Exercise data:
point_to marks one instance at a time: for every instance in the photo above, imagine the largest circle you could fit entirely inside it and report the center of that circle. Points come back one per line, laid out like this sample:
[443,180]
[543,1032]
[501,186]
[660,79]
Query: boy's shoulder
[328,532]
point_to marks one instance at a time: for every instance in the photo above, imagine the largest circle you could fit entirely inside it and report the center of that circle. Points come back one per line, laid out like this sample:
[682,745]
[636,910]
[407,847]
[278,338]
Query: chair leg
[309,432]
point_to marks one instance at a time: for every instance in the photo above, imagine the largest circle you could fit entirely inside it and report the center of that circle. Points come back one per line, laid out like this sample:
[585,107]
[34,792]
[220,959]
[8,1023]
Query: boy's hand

About this task: Each line of the material above needs to be returned exactly as written.

Written response:
point_to marks one instance at a time: for every instance in the photo above, imagine the largest circle you could fit entirely inside it and report the center of that circle. Points come back one per line, laid out like this sample:
[443,180]
[543,1032]
[501,186]
[660,79]
Query: boy's shoulder
[328,532]
point_to marks one instance at a time: for every instance in the photo above, imagine the largest circle you could fit entirely inside it and report the center of that circle. Points come back one per line, laid out like this sample:
[682,745]
[636,910]
[407,847]
[278,338]
Query: chair leg
[309,432]
point_to marks one instance at a time: for every instance in the photo above, imagine the largest circle you could fit entirely inside it and report the center of that circle. Points come back one per line, laid out like this sample:
[585,107]
[34,792]
[220,959]
[8,1023]
Query: boy's hand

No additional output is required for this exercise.